--- Problem details ---
Retype the data below word for word, from the line containing "Each instance of the green stem" through the last line of the data, including both ends.

--- Source records ---
....

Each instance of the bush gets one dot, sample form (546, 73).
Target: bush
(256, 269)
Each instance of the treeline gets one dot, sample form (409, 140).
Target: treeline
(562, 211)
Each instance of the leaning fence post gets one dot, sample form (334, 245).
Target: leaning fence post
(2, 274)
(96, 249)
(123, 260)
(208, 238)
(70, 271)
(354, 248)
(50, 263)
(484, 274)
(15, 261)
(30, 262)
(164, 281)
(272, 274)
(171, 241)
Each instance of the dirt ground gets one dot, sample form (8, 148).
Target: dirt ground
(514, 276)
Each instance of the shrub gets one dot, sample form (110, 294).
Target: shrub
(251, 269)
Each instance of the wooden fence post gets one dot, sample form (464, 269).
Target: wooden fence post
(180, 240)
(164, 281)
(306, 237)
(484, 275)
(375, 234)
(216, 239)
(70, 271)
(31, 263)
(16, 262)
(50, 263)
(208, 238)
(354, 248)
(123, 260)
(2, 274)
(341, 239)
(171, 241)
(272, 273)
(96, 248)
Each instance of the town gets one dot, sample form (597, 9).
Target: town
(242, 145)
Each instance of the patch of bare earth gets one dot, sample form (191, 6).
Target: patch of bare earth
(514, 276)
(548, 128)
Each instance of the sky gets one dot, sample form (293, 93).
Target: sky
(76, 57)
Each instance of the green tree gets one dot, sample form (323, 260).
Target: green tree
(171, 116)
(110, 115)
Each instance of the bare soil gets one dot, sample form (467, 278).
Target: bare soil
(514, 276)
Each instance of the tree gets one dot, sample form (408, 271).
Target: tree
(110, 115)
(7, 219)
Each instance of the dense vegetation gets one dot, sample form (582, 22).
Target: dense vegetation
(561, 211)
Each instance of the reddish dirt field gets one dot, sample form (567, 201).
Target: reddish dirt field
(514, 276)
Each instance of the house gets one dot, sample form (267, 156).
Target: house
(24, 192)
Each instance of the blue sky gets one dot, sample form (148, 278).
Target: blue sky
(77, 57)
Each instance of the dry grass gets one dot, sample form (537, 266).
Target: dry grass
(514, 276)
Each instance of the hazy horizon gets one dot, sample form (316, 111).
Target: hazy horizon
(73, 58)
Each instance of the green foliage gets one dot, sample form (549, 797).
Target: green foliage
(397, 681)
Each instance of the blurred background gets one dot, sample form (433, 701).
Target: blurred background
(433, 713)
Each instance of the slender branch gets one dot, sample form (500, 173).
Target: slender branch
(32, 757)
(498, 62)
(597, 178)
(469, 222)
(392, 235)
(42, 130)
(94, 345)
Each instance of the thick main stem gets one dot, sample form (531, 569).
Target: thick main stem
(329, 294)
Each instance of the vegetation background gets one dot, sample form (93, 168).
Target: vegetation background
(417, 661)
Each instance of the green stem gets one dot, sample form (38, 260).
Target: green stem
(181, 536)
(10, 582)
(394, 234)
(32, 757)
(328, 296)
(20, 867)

....

--- Result of the exercise ---
Each instance of the green stem gets one dot, sample form (38, 260).
Target: green stem
(181, 536)
(10, 582)
(394, 234)
(32, 757)
(328, 296)
(20, 867)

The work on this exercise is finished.